Problem A:
List the fields that the MAEConfig dataclass defines in the MAE pretraining session page below, along with each field's type.

Page excerpt:

Week 4 Interactive Session: Pretraining Implementation

Course Roadmap Mapping

This week’s work in the broader GFM plan.

Week	Stage	Focus	You will build (geogfm)	Library tools	Outcome
4	Stage 2: Train Foundation Model	MAE Pretraining	`models/gfm_mae.py`; `modules/losses/mae_loss.py`	`torch` masking, `numpy`	Masking + reconstruction; loss decreases on toy batch

Weekly goals

Implement MAE wrapper with masking strategy
Build masked reconstruction loss; verify gradients
Overfit a toy batch to confirm learning

Session Outline (and Tangled Code)

Concepts → Components mapping
- Random masking of patch tokens → inside MaskedAutoencoder
- Reconstruction of masked patches → ReconstructionHead
- Loss on masked tokens only → modules/losses/mae_loss.py

1) MAE Loss (masked MSE) → `geogfm/modules/losses/mae_loss.py`

from __future__ import annotations
import torch
import torch.nn.functional as F

def masked_mse_loss(pred: torch.Tensor, target: torch.Tensor, mask: torch.Tensor) -> torch.Tensor:
    """Compute MSE only over masked tokens.
    pred/target: (B, N, C, P, P)
    mask: (B, N) with 1 for masked, 0 for visible tokens
    """
    b, n, c, p, q = pred.shape
    pred = pred.reshape(b, n, -1)
    target = target.reshape(b, n, -1)
    mask = mask.bool()  # (B, N)
    diff = pred[mask] - target[mask]  # -> (num_masked, C*P*P)
    if diff.numel() == 0:
        return torch.tensor(0.0, device=pred.device, requires_grad=True)
    return (diff ** 2).mean()

2) Masked Autoencoder Wrapper → `geogfm/models/gfm_mae.py`

from __future__ import annotations
from dataclasses import dataclass
from typing import Tuple
import torch
import torch.nn as nn

from geogfm.models.gfm_vit import GeoViTBackbone, ViTBackboneConfig
from geogfm.modules.heads.reconstruction_head import ReconstructionHead

@dataclass
class MAEConfig:
    vit: ViTBackboneConfig
    out_channels: int = 3
    patch_size: int = 16
    mask_ratio: float = 0.75

class MaskedAutoencoder(nn.Module):
    def __init__(self, cfg: MAEConfig):
        super().__init__()

Problem B:
How many lines of the records below contain the string "tree"? Reply with the number only.

Rows:
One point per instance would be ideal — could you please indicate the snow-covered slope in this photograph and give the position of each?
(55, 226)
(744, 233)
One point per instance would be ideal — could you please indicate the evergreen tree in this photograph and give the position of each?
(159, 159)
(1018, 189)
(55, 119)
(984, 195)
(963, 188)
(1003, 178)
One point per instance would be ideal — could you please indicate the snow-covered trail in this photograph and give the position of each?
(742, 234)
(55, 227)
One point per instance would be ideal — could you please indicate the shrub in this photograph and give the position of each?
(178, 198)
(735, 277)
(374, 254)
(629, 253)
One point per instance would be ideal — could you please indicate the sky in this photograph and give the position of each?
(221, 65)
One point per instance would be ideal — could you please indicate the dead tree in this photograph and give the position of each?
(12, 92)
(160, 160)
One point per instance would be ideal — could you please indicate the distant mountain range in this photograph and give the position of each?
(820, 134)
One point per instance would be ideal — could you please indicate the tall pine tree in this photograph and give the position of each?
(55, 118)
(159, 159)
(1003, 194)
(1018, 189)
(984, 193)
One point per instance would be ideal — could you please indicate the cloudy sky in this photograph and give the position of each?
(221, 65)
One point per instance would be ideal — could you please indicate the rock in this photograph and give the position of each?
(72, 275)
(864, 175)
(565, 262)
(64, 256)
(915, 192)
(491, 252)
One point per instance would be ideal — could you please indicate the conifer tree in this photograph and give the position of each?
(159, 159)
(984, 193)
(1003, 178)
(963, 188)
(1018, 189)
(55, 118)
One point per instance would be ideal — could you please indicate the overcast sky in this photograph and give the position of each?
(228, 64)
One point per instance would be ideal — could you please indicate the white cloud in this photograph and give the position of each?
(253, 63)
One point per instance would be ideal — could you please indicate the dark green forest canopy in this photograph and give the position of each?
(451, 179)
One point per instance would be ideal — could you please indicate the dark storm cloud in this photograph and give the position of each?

Worked solution A:
vit: ViTBackboneConfig
out_channels: int
patch_size: int
mask_ratio: float

Worked solution B:
4